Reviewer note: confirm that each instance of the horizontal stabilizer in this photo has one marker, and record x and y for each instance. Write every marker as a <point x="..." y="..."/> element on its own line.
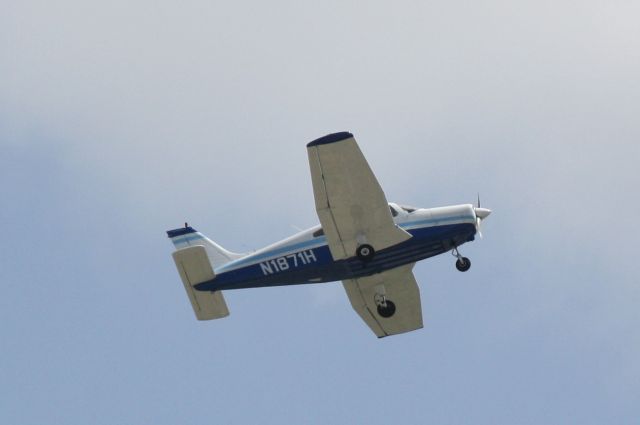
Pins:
<point x="194" y="267"/>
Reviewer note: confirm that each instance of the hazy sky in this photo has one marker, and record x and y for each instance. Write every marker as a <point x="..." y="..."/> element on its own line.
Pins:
<point x="120" y="120"/>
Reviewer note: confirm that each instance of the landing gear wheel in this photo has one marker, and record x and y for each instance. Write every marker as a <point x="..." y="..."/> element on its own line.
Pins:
<point x="365" y="252"/>
<point x="388" y="310"/>
<point x="463" y="264"/>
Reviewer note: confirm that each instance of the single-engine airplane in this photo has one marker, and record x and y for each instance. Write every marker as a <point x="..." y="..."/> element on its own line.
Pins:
<point x="363" y="240"/>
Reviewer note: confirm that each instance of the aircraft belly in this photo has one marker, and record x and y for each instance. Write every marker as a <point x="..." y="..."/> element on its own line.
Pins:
<point x="426" y="242"/>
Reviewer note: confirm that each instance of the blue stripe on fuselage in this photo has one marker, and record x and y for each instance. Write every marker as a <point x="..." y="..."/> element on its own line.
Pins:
<point x="426" y="242"/>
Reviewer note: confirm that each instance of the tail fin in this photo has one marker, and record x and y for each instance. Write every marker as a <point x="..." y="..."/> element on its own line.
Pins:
<point x="188" y="236"/>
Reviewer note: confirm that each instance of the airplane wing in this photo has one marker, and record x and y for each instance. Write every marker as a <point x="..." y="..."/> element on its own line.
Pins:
<point x="349" y="200"/>
<point x="402" y="297"/>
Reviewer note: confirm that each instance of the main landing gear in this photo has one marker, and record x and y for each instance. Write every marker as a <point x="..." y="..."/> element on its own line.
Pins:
<point x="462" y="263"/>
<point x="386" y="308"/>
<point x="365" y="252"/>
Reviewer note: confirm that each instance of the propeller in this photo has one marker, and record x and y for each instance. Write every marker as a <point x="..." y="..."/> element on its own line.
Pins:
<point x="481" y="214"/>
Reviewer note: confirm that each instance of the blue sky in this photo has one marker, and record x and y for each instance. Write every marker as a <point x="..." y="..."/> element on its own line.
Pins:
<point x="119" y="121"/>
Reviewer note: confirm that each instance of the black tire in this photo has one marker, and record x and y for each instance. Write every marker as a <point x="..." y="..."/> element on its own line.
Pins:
<point x="463" y="264"/>
<point x="365" y="252"/>
<point x="387" y="311"/>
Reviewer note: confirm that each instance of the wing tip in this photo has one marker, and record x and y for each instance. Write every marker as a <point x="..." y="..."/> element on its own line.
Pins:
<point x="331" y="138"/>
<point x="180" y="231"/>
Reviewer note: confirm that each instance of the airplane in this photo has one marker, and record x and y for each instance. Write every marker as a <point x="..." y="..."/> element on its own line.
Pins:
<point x="369" y="244"/>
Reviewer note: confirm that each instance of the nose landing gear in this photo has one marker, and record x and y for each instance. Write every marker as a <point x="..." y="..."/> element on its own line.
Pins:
<point x="462" y="263"/>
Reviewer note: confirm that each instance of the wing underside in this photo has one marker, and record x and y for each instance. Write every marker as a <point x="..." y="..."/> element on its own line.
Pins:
<point x="393" y="291"/>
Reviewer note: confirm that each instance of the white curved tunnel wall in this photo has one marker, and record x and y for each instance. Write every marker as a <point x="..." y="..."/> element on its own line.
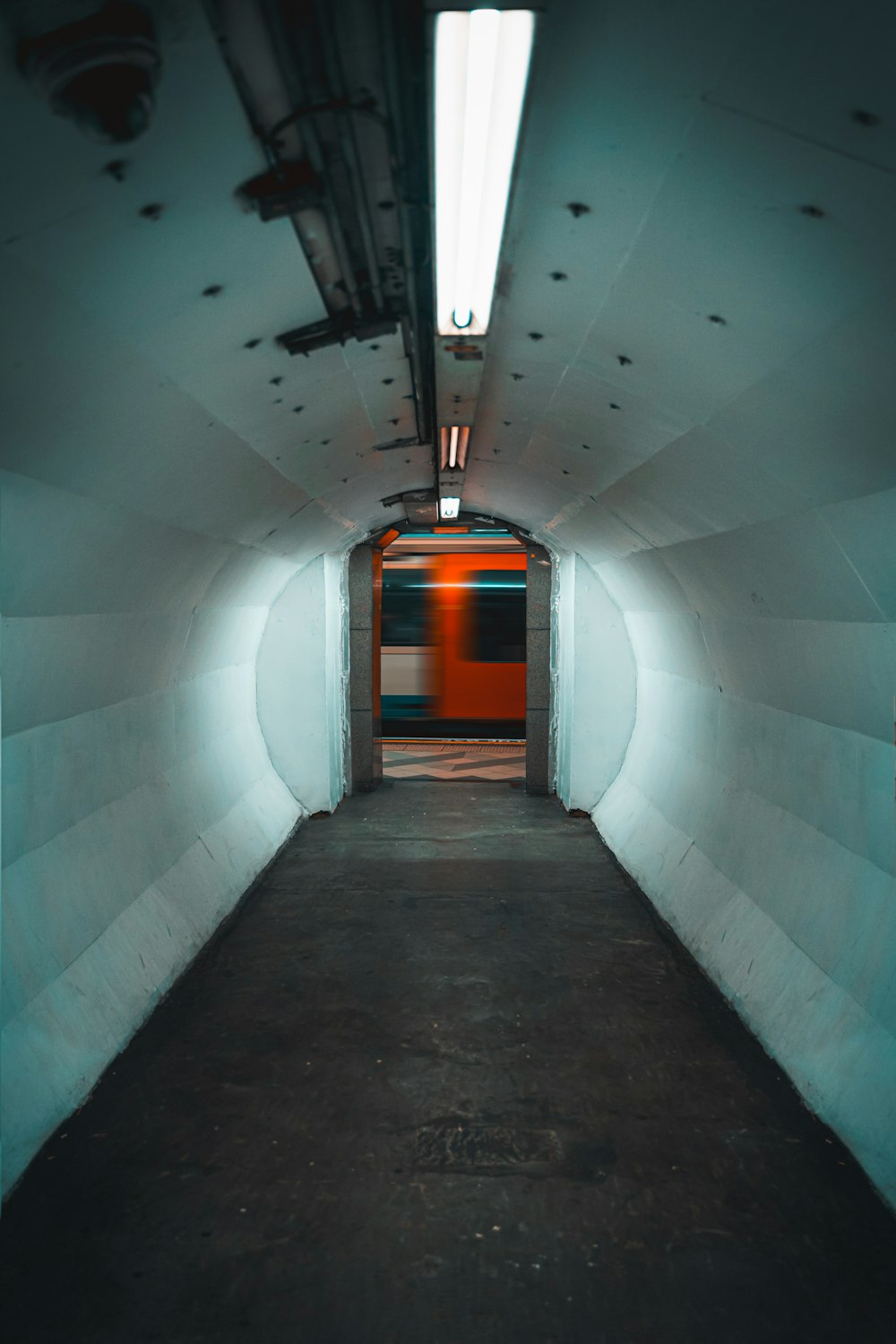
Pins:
<point x="755" y="804"/>
<point x="303" y="682"/>
<point x="139" y="795"/>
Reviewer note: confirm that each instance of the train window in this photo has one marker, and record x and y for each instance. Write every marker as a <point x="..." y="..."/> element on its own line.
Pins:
<point x="497" y="616"/>
<point x="403" y="607"/>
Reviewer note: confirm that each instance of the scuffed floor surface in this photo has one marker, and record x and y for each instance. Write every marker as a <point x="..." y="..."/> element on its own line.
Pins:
<point x="454" y="761"/>
<point x="446" y="1081"/>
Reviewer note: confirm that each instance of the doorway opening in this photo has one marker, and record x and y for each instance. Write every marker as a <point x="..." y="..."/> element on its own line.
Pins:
<point x="452" y="655"/>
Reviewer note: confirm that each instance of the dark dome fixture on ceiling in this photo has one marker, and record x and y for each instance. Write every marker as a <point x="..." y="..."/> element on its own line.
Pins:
<point x="99" y="73"/>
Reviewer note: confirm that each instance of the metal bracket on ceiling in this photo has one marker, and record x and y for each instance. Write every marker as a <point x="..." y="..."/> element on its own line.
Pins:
<point x="335" y="331"/>
<point x="282" y="190"/>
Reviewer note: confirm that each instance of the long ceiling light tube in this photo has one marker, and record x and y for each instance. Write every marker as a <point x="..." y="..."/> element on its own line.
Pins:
<point x="481" y="69"/>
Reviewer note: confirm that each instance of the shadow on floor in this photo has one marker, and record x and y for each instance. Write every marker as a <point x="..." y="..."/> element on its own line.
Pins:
<point x="446" y="1080"/>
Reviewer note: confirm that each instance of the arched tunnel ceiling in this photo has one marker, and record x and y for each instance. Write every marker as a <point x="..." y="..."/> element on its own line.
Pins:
<point x="616" y="411"/>
<point x="694" y="137"/>
<point x="206" y="422"/>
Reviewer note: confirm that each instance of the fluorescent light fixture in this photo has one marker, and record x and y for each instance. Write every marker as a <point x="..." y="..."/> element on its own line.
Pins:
<point x="481" y="67"/>
<point x="454" y="441"/>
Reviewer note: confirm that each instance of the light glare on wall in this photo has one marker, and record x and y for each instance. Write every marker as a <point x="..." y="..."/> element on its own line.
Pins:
<point x="481" y="67"/>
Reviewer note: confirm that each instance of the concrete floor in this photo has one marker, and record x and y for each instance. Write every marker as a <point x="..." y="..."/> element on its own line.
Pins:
<point x="445" y="1080"/>
<point x="455" y="761"/>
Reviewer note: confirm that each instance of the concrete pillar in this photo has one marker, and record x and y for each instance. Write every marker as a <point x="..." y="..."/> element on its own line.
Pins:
<point x="538" y="669"/>
<point x="365" y="613"/>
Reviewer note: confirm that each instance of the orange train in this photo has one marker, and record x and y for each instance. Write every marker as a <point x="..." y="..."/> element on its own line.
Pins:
<point x="452" y="645"/>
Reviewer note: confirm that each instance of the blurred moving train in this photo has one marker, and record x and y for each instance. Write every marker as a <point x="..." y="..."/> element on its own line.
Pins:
<point x="452" y="645"/>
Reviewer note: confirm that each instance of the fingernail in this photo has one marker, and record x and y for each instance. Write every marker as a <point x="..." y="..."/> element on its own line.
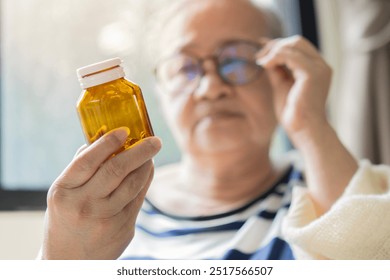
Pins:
<point x="155" y="142"/>
<point x="261" y="61"/>
<point x="122" y="133"/>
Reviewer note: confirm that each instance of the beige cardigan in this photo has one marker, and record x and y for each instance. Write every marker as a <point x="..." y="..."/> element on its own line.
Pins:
<point x="356" y="227"/>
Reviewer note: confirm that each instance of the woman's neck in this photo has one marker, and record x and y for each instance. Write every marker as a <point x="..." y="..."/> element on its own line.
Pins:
<point x="213" y="184"/>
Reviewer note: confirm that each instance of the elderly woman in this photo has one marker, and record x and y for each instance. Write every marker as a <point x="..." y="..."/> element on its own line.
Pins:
<point x="224" y="86"/>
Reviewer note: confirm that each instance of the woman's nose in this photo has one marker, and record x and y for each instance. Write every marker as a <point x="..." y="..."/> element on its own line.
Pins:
<point x="211" y="85"/>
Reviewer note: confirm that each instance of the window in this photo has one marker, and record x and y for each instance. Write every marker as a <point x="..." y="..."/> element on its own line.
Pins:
<point x="43" y="42"/>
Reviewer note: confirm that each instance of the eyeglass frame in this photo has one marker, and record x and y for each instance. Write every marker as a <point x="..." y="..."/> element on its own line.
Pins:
<point x="214" y="57"/>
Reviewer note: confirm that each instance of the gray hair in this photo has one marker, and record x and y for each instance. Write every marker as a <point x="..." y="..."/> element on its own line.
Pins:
<point x="162" y="10"/>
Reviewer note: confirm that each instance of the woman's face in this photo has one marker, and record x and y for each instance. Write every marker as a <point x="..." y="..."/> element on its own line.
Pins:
<point x="217" y="117"/>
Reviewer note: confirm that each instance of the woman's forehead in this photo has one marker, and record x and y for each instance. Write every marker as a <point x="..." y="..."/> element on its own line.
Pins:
<point x="207" y="23"/>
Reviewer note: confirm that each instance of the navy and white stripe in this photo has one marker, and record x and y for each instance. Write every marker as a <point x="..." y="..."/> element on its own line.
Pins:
<point x="252" y="231"/>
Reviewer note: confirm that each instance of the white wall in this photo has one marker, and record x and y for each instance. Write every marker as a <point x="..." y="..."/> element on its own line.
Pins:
<point x="21" y="234"/>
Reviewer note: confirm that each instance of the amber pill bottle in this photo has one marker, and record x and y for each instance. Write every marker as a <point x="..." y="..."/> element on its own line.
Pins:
<point x="109" y="101"/>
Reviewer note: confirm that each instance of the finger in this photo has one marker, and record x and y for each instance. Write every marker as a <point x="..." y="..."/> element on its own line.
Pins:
<point x="294" y="43"/>
<point x="80" y="150"/>
<point x="87" y="162"/>
<point x="129" y="189"/>
<point x="295" y="61"/>
<point x="116" y="169"/>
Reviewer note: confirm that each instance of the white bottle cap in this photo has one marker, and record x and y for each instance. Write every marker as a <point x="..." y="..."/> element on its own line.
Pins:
<point x="100" y="73"/>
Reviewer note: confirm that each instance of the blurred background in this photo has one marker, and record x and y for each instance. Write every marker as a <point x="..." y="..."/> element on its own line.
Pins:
<point x="43" y="42"/>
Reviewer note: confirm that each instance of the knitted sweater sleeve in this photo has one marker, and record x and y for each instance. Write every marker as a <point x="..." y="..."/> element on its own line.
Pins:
<point x="356" y="227"/>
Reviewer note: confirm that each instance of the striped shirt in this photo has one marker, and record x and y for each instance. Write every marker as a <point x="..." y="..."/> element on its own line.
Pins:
<point x="252" y="231"/>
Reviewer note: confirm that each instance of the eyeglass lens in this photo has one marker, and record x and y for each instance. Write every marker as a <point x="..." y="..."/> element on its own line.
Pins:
<point x="235" y="62"/>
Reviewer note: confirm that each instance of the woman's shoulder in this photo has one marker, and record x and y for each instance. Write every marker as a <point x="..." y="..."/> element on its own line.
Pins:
<point x="166" y="174"/>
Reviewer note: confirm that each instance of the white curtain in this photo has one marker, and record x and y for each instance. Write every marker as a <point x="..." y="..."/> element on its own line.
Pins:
<point x="363" y="117"/>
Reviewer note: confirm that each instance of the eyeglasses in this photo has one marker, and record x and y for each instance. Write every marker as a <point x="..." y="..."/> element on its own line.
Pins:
<point x="235" y="61"/>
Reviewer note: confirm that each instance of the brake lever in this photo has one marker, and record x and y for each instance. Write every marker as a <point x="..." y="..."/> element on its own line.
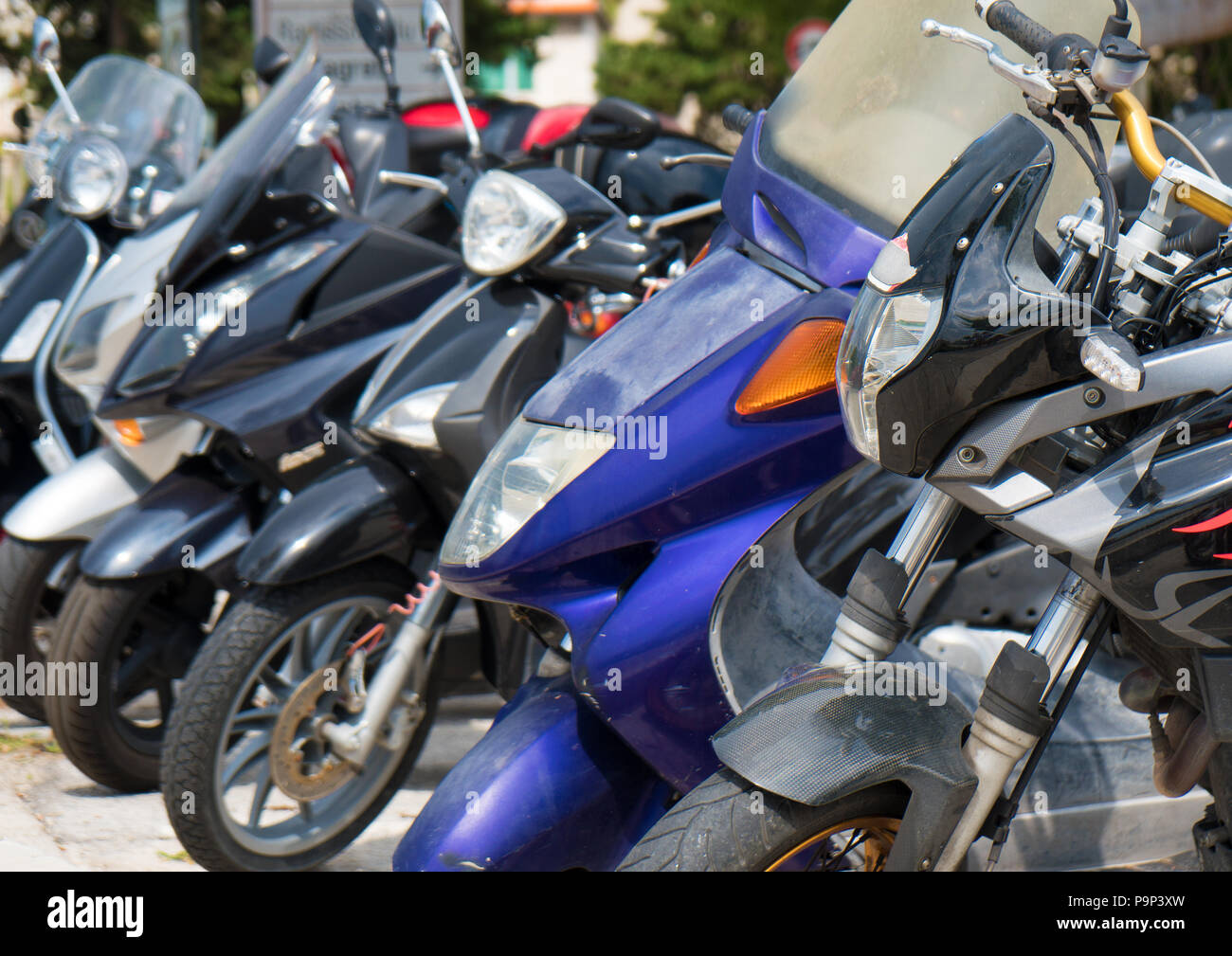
════════════════════
*WHAT YOU ARE ASKED TO DO:* Pick out every line in the entries above that contains the string "bracket", and copy each of those lines.

*RESULT OF THIS TASK:*
Reviewer note: confirm that each instance of the metal bracket on ceiling in this photo has one marker, and record x and y for each instance. Write every marker as a <point x="..." y="..."/> element on its own line.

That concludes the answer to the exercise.